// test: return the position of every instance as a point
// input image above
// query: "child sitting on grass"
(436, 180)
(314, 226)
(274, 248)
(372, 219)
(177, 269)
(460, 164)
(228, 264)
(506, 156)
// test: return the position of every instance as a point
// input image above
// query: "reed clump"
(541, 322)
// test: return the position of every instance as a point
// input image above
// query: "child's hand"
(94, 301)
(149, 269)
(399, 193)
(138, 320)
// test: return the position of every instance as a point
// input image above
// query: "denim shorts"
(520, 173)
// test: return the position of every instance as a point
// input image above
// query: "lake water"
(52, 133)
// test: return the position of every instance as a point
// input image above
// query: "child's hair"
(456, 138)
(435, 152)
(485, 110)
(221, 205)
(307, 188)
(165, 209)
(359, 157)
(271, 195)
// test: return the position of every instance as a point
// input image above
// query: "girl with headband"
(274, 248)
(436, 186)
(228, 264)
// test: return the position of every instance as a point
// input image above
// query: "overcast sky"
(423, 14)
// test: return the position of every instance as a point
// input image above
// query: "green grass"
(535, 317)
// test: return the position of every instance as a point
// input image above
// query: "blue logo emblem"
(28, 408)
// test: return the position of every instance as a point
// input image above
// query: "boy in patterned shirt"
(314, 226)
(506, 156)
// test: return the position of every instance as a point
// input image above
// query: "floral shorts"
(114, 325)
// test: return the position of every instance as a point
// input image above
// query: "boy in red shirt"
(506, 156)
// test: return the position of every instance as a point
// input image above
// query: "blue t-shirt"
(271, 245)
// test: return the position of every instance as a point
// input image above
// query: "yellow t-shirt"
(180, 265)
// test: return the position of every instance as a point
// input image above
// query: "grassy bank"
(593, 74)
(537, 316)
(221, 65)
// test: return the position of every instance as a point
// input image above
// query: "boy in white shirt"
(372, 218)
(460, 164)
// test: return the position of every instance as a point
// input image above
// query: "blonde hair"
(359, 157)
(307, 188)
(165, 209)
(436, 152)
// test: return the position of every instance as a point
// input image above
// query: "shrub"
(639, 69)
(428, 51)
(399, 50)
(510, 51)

════════════════════

▶ [GIVEN INSTRUCTION]: The whole listing above needs to be written out again exactly.

▶ [IN RESPONSE]:
// test: return the position of every instance as a point
// input image above
// query: "child sitting on grass"
(436, 180)
(314, 226)
(274, 248)
(372, 219)
(177, 269)
(460, 164)
(228, 264)
(506, 156)
// test: return the position of every instance as a point
// input image above
// query: "reed clump"
(541, 322)
// test: return the position of every instance as a point
// input image above
// query: "child's hand"
(94, 301)
(149, 269)
(399, 193)
(138, 320)
// test: return the position of every instance as a point
// input image above
// query: "denim shorts"
(520, 173)
// test: return the position of every instance as a point
// input image above
// query: "lake water"
(52, 133)
// test: return the position of every instance as a point
// input image above
// query: "child's hair"
(456, 138)
(435, 152)
(485, 110)
(221, 205)
(307, 188)
(165, 209)
(359, 157)
(271, 195)
// test: return the position of every instance as a point
// input image above
// query: "girl with headband"
(274, 248)
(436, 186)
(228, 264)
// test: return the position of every instance as a point
// input image above
// query: "overcast sky"
(423, 14)
// test: return the position of every instance as a point
// input image above
// query: "green grass"
(535, 317)
// test: return the position of every instance as a point
// input image above
// query: "blue logo emblem"
(28, 408)
// test: return the position of every instance as a point
// input image above
// query: "boy in patterned shirt"
(314, 226)
(506, 156)
// test: return the position of every instance as a point
// input image above
// query: "floral shorts"
(114, 325)
// test: return the position of every instance as a point
// input image above
// query: "boy in red shirt"
(506, 156)
// test: return the position of every instance as a point
// input image above
// query: "blue t-shirt"
(271, 245)
// test: return the position of every instance as a point
// input image above
// query: "yellow t-shirt"
(180, 265)
// test: return the position of every instance as a point
// input image above
// query: "grassy bank"
(593, 74)
(537, 316)
(221, 65)
// test: return the position of every instance as a point
// input image above
// query: "boy in white shirt"
(372, 218)
(460, 164)
// test: return the position of every instance as a point
// input image above
// query: "blonde hair"
(359, 157)
(307, 188)
(165, 209)
(436, 152)
// test: return the position of every instance as a point
// input image above
// query: "shrub"
(639, 69)
(428, 51)
(399, 50)
(510, 51)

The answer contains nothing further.